_WORK REQUEST_
Copy each line below that has "vine".

_SUPPLIED RECORDS_
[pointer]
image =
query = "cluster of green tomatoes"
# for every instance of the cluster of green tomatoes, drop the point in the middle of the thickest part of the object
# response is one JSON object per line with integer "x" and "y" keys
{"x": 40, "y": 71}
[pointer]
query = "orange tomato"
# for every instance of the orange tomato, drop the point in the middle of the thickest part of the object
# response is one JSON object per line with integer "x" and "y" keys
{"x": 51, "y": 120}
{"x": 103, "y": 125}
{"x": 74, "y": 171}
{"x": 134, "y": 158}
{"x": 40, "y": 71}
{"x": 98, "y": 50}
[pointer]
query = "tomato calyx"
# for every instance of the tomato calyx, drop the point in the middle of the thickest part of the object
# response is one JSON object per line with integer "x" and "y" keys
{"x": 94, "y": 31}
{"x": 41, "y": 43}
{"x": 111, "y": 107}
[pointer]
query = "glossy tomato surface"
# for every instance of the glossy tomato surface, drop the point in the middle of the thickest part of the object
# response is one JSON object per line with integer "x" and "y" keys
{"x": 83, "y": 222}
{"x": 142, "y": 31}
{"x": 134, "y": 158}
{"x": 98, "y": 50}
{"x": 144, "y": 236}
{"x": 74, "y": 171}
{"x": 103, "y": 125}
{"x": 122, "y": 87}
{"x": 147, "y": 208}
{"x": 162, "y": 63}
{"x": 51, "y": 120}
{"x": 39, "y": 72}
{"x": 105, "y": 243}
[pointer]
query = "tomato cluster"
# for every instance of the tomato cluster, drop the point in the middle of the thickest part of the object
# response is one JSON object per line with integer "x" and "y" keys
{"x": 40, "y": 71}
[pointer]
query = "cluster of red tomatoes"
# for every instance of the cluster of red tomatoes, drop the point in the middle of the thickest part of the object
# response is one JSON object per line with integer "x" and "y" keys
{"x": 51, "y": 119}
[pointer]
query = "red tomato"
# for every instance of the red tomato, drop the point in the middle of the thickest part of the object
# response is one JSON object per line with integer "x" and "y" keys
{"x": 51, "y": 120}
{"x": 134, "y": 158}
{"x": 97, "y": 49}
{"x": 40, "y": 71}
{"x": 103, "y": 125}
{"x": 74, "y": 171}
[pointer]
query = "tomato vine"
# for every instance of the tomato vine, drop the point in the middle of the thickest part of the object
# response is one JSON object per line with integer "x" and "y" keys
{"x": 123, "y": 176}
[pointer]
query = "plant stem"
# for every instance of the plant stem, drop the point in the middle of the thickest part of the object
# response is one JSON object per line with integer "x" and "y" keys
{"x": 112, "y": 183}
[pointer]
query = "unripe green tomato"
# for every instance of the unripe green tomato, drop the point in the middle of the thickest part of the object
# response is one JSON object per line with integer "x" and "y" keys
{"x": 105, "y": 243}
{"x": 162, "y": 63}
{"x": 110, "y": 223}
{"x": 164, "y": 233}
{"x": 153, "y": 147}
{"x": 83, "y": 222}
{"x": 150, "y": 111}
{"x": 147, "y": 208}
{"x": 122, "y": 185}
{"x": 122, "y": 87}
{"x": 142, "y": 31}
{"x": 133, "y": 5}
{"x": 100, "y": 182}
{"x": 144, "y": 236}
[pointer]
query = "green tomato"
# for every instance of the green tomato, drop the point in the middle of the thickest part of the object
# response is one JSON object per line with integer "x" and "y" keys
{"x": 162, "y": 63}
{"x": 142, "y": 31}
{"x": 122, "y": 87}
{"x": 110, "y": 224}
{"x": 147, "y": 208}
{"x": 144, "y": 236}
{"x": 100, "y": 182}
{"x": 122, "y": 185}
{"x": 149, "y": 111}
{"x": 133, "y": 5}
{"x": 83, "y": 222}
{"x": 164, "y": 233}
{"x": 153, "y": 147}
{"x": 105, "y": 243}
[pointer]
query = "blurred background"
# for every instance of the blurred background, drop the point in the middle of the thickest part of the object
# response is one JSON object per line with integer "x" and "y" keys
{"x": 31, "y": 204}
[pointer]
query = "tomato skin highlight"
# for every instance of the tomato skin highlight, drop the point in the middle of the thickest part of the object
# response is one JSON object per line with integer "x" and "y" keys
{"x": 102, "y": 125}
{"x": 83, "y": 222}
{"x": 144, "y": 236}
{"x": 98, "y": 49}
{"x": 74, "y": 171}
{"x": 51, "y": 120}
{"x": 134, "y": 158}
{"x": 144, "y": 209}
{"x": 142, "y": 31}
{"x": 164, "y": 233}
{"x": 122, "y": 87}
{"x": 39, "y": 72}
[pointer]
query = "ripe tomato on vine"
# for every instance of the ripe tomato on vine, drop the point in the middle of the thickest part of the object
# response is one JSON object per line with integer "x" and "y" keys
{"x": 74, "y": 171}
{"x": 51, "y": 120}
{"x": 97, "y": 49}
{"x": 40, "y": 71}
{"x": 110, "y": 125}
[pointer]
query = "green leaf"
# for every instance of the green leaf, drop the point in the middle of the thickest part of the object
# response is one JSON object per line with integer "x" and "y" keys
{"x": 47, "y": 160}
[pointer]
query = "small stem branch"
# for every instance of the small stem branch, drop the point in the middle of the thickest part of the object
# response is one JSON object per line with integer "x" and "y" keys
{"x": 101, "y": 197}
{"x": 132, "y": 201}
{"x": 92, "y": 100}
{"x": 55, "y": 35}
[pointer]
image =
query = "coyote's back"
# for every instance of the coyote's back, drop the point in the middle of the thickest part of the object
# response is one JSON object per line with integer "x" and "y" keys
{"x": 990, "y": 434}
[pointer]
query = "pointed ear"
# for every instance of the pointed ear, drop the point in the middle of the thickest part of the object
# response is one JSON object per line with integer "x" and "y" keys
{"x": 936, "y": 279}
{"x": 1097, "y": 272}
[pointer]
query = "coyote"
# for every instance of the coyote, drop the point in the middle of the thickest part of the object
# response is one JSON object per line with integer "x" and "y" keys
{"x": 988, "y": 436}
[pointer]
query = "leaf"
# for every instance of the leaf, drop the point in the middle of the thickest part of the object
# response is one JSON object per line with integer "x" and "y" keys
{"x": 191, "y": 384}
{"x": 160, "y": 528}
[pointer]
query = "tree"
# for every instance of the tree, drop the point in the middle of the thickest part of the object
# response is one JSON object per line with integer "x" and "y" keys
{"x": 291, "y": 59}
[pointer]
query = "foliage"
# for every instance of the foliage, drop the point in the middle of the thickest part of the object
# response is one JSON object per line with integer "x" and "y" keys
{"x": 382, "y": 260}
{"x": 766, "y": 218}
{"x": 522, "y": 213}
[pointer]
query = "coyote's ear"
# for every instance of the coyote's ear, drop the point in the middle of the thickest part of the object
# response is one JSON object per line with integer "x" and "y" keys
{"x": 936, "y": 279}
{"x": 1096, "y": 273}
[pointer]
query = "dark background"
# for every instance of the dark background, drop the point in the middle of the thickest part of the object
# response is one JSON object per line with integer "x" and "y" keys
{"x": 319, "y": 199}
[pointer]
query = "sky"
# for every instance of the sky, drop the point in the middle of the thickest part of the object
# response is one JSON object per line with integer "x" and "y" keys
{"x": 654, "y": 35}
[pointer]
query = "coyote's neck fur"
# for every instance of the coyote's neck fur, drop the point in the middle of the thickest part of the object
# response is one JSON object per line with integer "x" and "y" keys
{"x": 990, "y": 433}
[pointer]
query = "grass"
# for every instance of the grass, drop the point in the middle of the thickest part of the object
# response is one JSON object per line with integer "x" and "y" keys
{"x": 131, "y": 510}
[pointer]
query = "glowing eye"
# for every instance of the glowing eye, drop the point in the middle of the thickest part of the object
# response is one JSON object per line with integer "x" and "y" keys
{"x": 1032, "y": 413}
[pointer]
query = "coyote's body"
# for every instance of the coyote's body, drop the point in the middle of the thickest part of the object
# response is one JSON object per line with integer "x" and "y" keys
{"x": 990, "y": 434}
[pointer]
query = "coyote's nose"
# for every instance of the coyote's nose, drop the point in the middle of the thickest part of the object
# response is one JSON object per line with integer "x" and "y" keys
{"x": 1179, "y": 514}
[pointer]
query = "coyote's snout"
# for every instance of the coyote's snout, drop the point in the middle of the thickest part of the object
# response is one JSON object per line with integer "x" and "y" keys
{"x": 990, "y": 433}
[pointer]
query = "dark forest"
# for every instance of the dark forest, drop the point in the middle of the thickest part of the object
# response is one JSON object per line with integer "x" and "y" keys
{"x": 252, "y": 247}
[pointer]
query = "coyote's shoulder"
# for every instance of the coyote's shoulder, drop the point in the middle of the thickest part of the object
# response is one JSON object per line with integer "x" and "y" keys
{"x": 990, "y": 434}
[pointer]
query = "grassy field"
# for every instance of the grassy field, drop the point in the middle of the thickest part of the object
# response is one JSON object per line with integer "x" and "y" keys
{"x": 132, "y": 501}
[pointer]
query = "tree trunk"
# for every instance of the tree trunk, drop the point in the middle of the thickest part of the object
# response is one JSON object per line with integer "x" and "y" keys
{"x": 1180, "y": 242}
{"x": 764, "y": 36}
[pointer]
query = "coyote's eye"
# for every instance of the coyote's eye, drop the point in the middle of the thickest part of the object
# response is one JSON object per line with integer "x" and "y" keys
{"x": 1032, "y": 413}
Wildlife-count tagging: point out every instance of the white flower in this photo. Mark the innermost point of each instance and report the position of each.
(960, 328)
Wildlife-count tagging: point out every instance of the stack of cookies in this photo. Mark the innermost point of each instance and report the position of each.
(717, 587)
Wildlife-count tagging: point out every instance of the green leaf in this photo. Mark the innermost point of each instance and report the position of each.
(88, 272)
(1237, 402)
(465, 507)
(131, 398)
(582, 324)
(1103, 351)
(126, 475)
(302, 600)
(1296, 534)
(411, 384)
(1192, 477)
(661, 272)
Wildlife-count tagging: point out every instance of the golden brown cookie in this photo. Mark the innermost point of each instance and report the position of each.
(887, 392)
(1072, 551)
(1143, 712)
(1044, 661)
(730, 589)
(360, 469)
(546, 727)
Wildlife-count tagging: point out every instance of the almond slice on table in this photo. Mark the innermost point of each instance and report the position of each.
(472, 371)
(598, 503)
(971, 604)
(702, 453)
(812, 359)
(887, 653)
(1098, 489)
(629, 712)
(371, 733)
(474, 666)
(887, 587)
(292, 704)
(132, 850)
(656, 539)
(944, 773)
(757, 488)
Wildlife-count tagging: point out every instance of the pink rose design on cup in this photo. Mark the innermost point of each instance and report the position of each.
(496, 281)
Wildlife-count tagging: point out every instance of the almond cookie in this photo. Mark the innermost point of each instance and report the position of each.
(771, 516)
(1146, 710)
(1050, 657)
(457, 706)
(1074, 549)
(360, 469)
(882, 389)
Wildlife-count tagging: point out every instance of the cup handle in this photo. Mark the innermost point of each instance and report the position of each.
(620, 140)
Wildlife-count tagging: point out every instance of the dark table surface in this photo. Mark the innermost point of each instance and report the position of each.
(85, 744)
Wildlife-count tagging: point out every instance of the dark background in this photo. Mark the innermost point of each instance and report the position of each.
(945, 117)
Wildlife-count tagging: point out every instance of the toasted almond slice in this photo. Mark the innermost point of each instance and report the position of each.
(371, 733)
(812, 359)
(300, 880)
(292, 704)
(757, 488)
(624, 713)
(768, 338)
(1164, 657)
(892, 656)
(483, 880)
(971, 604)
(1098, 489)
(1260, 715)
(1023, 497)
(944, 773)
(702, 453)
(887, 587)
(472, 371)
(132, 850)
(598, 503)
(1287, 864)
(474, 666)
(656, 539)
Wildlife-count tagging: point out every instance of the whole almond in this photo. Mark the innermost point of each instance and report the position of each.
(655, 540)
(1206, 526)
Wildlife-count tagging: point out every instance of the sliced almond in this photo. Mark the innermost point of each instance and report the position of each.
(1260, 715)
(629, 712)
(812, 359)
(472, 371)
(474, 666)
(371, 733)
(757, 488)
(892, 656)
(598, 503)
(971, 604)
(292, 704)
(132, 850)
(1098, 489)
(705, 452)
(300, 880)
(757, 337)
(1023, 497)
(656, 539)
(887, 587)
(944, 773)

_FINISHED EXERCISE_
query = "tomato vine"
# for every instance of the tomato vine, drop the point in the middle of the thickest part of the object
query = "ripe tomato on vine"
# for every instance of the ripe tomato on vine, drop the point in the middle of the thickest part of the object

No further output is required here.